**Given passage**:
** START **
Report from a novice VM h4x0r.

Thu Apr 1 00:39:41 UTC 2004

Tim Rowledge wrote:

>>Furthermore, making all integer values word-aligned (are they already?) 
>>will tremendously improve memory access times on many architectures.
>>    
>>
>I can't think of any non-aligned integers in use. 
>  
>

So much the better then...

>>2. While the construct:  
>>
>>| foo |
>>foo _ self bar: baz
>>foo = bat ifTrue: [Mars invade].
>>
>>will help the inliner when bar is a non-trivial method significantly, it 
>>becomes counterproductive when bar happens to be "integerAt:" (which it 
>>is in several places) which is actually a compiler macro.
>>    
>>
>How so? I can see it won't be much of a help, but how is it a problem?
>  
>

In some cases, it does.
Looking carefully at the outputted C code ( using a command similar to 
"diff oldInterp.c newinterp.c | less" )

When the inliner sees that, and the method is a oneliner, it will be 
inlined.. However, if the method is nontrivial the inliner won't create 
a construct like

[text of bar]
int temp1 = result of bar;
 baz ( temp1)...

It will simply write:

baz (bar());

This isn't necessarily bad C but it does slow things down sometimes.

>>5. I started experamenting with replacing long-coded block moves with 
>>calls to C's " memmove" and "memcpy" where appropriate. The motovation 
>>is that the 386 has an ungodly fast "rep movsb " compound instruction 
>>which does the  operation at the speed of the FSB. It would be even 
>>better to use an inline assembly command for this but to remain portable 
>>I started trying to insert the C library calls mentioned.
>>    
>>
>Inline assembler and portable in one sentence? The only way is "inline
>assembler is not portable". And don't forget that x86 is not the only
>architecture and not all optimisations apply even across all x86 chips.
>You'd probably be horrified at how much it can take to cope with all
>that crap.
>  
>

I know very well. I tought myself assembler back in highschool. I used 
to be in the OS development business. I *COULD* have written it in 
assembler but I realized that it would be much too hard to maintain and 
enhance. I hit roadblocks when I couldn't find out how to run compiled 
binaries...

Moving memory makes for a very interesting story!

On 286 and earlier machines, (ones we don't care about these days), the 
fastest way to move memory was to configure one of the secondary chips 
on the motherboard (the DMA controller)

The 386 added the rep movsd instruction which allowed it to move data 
across its entire 32 bit bus while the DMA controller was still 16 bits.

This was optimal for a while untill the pentium came along. For a while 
it seemed that the FPU was the fastest way to move the data across its 
64 bit bus... When MMX came along it became the preferred method...

While the C library function _SHOULD_ be the fastest, it involves a 
library call... This means that it doesn't start paying dividends until 
after that startup cost is paid down... There are ways to write calls 
very fast, for example by saving only the registers you need to use (and 
even better, by passing the parameters in the registers that they are 
most likley to be used by the function such as by placing the number of 
bytes to transfer in ECX). (A system  compiler issue)
** END **
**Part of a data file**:
** START **
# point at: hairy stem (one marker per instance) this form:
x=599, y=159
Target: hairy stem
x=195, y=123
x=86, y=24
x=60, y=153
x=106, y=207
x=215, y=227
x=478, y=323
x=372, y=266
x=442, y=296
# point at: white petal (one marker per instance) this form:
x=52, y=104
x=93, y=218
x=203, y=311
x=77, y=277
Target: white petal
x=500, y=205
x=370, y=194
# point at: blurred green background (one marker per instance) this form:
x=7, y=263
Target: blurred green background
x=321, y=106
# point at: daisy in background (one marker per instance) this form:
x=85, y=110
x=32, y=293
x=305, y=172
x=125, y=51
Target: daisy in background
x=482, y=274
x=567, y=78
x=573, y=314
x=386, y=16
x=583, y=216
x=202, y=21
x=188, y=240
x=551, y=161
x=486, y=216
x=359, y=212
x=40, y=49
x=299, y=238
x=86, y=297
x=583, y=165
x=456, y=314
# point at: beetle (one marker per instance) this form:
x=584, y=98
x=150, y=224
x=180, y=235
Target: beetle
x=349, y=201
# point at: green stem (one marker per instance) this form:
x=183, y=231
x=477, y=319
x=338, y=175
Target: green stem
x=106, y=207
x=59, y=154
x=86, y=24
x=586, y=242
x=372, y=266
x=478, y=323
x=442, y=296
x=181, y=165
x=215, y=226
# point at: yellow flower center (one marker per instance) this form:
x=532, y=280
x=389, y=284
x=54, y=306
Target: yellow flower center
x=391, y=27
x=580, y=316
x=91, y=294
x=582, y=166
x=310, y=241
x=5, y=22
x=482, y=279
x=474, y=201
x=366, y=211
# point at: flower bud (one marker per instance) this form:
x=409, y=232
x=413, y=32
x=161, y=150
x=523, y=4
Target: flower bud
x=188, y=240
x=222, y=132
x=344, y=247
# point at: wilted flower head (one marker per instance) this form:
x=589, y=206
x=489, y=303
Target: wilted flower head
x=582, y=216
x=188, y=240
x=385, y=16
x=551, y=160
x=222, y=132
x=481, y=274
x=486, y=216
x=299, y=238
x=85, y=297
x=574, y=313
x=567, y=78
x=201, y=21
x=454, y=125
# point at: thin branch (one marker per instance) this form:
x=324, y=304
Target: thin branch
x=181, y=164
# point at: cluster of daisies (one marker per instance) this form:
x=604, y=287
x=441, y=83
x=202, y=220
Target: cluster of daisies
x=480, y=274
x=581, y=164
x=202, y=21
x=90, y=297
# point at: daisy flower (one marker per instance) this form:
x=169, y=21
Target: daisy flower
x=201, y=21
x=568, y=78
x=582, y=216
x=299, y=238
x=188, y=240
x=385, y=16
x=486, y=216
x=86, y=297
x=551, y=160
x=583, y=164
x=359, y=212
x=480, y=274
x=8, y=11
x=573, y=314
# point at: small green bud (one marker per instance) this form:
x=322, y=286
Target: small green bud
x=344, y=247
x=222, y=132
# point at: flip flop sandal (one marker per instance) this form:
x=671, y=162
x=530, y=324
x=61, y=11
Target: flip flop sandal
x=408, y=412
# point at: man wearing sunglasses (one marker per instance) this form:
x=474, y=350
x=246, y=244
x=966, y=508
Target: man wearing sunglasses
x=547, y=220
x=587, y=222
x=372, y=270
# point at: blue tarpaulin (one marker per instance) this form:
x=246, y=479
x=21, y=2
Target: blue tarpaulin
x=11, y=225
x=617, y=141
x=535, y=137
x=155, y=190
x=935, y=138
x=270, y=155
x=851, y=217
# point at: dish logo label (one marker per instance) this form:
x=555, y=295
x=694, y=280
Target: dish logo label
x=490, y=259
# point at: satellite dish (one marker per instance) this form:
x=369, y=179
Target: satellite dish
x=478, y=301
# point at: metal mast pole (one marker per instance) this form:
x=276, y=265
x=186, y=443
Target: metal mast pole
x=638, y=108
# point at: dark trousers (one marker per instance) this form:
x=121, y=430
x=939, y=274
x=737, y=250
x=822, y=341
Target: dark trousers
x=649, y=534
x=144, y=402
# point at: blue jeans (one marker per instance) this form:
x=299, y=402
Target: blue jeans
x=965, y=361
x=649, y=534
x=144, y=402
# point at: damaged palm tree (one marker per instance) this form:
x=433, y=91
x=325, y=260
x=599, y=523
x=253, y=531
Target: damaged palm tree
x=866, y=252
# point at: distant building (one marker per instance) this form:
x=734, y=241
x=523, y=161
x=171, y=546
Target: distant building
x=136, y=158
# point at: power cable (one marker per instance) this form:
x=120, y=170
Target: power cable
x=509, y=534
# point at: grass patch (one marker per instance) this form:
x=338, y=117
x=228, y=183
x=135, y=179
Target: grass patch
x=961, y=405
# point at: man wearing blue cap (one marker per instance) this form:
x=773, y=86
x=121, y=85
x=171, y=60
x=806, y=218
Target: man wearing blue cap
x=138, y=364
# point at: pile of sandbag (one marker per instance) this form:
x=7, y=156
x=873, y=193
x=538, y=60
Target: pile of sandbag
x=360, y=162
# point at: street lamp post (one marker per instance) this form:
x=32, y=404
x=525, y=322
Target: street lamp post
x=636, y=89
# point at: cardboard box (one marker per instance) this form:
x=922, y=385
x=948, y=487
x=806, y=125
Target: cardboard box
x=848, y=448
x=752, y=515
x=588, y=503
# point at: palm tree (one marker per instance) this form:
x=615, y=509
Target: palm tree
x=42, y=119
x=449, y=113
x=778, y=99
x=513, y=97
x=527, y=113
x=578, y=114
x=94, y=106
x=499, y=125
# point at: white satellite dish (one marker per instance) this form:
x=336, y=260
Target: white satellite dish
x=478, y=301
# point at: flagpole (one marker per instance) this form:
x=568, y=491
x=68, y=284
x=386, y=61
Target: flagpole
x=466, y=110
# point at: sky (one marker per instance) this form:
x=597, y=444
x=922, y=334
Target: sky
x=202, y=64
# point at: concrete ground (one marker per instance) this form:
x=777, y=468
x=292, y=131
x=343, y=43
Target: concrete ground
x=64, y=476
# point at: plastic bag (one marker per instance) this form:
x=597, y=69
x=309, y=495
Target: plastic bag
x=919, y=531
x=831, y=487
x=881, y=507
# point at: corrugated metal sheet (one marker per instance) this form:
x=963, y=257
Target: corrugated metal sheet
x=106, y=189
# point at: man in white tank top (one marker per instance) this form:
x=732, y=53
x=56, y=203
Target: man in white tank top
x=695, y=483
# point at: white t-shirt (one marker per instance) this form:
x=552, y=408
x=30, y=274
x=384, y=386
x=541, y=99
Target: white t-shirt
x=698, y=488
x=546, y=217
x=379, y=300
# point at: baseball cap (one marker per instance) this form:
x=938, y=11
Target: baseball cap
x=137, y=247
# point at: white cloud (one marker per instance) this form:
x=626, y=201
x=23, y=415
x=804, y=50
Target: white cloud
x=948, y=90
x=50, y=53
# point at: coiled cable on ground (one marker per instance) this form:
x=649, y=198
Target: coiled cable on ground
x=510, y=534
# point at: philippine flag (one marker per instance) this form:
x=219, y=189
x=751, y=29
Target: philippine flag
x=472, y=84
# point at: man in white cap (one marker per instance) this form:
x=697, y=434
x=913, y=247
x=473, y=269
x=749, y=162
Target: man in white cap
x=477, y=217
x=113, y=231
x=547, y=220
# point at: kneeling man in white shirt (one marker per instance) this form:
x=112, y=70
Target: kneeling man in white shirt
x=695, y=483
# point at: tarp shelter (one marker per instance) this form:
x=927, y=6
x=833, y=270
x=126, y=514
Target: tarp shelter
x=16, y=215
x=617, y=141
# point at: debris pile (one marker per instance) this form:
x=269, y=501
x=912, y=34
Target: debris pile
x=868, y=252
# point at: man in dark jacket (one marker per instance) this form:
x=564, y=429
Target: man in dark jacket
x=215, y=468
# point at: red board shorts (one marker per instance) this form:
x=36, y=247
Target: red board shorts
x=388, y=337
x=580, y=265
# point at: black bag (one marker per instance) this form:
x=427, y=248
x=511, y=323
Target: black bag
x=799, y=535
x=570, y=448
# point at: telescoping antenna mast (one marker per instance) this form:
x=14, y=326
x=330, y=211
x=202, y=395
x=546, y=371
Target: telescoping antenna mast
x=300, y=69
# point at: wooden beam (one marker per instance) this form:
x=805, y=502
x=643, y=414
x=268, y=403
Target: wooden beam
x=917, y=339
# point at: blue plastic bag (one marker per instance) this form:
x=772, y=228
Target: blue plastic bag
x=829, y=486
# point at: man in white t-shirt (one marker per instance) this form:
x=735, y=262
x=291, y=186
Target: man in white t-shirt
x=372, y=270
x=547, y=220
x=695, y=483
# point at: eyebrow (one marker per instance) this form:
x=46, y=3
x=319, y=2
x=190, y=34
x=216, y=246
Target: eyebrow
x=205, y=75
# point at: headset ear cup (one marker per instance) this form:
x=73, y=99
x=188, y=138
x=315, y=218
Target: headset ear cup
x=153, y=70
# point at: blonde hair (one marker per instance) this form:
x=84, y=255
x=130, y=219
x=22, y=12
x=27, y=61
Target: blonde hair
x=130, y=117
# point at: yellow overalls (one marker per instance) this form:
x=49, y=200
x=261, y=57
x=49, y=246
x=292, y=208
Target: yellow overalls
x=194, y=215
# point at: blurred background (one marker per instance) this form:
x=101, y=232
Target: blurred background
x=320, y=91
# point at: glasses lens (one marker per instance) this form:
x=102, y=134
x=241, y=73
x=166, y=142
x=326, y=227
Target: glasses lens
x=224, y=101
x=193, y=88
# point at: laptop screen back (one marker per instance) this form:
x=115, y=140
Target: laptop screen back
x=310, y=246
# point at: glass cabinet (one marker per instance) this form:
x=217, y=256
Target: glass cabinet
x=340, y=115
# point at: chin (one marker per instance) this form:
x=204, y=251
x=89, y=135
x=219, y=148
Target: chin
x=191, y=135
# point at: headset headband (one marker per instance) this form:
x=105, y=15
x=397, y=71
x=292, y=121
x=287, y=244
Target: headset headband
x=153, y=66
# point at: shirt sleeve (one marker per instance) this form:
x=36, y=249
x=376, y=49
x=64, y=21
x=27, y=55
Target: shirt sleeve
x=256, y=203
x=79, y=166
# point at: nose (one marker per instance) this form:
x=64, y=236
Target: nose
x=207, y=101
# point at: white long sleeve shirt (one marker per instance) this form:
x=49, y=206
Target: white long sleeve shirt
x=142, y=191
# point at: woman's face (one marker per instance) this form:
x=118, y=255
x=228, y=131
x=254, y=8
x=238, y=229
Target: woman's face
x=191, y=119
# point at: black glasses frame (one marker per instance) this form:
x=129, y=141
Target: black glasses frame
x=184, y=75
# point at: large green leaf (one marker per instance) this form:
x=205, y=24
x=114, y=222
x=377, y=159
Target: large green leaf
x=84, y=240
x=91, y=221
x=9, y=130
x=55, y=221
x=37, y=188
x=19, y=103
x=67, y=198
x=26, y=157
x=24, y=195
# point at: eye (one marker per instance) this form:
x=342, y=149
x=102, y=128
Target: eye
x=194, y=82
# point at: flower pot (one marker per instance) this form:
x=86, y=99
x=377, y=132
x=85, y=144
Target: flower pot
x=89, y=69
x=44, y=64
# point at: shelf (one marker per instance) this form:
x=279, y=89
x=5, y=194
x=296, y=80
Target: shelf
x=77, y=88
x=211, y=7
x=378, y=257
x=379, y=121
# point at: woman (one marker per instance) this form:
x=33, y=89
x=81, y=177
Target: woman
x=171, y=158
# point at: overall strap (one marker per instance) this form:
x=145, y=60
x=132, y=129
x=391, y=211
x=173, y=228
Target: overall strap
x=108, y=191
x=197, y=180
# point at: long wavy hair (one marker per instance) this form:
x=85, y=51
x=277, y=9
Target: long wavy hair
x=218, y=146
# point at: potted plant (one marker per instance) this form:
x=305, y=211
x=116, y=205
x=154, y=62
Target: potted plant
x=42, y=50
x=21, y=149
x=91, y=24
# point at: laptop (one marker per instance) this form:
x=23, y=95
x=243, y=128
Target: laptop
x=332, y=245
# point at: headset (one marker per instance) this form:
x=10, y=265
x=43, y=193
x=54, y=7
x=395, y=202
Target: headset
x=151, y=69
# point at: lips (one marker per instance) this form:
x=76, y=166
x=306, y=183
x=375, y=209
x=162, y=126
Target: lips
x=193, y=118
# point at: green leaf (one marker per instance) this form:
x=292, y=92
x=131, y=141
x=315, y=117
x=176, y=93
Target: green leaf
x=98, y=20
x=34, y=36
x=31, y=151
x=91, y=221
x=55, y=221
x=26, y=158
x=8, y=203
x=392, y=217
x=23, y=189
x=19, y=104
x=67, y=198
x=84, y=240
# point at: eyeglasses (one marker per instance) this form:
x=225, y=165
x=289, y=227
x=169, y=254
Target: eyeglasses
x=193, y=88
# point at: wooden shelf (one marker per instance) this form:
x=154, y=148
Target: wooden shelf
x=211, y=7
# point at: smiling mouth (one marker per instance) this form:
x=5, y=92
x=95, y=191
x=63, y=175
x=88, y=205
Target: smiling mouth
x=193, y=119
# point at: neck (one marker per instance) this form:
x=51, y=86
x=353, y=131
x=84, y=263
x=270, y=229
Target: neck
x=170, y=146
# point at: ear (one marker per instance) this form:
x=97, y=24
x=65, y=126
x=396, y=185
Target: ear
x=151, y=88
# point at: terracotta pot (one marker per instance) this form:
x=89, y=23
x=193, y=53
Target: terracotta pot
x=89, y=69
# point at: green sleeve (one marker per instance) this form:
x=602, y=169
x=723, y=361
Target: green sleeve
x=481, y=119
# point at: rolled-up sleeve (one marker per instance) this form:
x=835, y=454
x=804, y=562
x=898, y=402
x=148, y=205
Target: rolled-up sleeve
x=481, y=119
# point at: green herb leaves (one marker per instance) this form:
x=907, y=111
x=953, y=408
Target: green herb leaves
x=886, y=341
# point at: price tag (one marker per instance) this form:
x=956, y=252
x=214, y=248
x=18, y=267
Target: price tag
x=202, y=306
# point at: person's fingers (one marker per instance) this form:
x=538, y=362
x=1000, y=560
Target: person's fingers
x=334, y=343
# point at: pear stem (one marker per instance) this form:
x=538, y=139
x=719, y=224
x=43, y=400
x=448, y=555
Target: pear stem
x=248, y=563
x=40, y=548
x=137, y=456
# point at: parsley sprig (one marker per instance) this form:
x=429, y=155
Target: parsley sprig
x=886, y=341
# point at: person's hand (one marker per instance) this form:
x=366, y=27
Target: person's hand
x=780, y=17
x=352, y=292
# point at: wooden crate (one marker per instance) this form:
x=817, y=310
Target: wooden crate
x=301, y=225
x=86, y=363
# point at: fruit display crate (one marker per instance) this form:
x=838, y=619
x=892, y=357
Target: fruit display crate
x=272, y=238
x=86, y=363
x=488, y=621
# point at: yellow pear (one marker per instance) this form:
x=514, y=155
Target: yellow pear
** END **
**Exercise requirements**:
1. In the post about VM optimization, which instruction did the 386 add for moving data across its full 32-bit bus?
2. Pick up the post about VM optimization after its last sentence and keep writing in the same voice.

**Outputs in order**:
1. The rep movsd instruction.

2.
Squeak seems to use alot of relatively short moves so maybe the system 
call is generally not worth it... Only building both versions and 
testing them can answer that...

As for JM's comment: I don't see why a natively compiled library would 
need to re-configure itself for each run... At compile time I would 
determine what chip I was targeting, use the MMX registers for the bulk 
of the move and do whatever was left with integer ops... OTOH, I've seen 
some baaaaaaaaaad code come out of the non-squeak community. Everyone 
seems to be focused on the kernel which probably accounts for less than 
10% of an average program while the core libraries/compilers which 
affect every damn line of code go relatively unnoticed... =\

>>7. The compiler emits many unnecessary gotos.
>>    
>>
>Part of the not-terribly neat inlining we do. I have an untested theory
>that it would be better for us to NOT textually inline but mark the
>code with _inline_ and see what CC will do for us.
>  
>

YES!!! Excelant idea!
I hadn't gotten to looking at the cCompiler but having it simply pass 
the inline/no inline specifier already in many class functions to the 
host compiler should be a user configurable behavior...  (It apparently 
is but I don't think it is currently capable of passing "inline"), 
Inline is a C99 enhancement that was present in many earlier compilers...
=)

>>8. The compiler will compile:
>>
>>foo _ foo + 1.
>>
>>as  foo += 1,
>>    
>>
>Again, very architecture dependent. And the idiom works for other
>values than 1..
>  
>

ALL YOUR CHIP ARE BELONG TO INTEL. (I can't afford better hardware.)

>>13. The add opcode seems to attempt the add without changing the stack 
>>pointer and change it only after succeding. The logic operations (and 
>>some others) will change the stack pointer 3 times on success or 
>>failure!  ( doing two pops followed by a push)
>>    
>>
>Not so bad; look at the actual implementation of pop:thenPush: for
>example and recall that our SP is _not_ the C sp. We don't actually
>push and pop here.
>  
>

Ofcourse...
Infact, I was thinking about how this code would run on a FORTH chip 
such as the ones at www.ultratechnology.com ;)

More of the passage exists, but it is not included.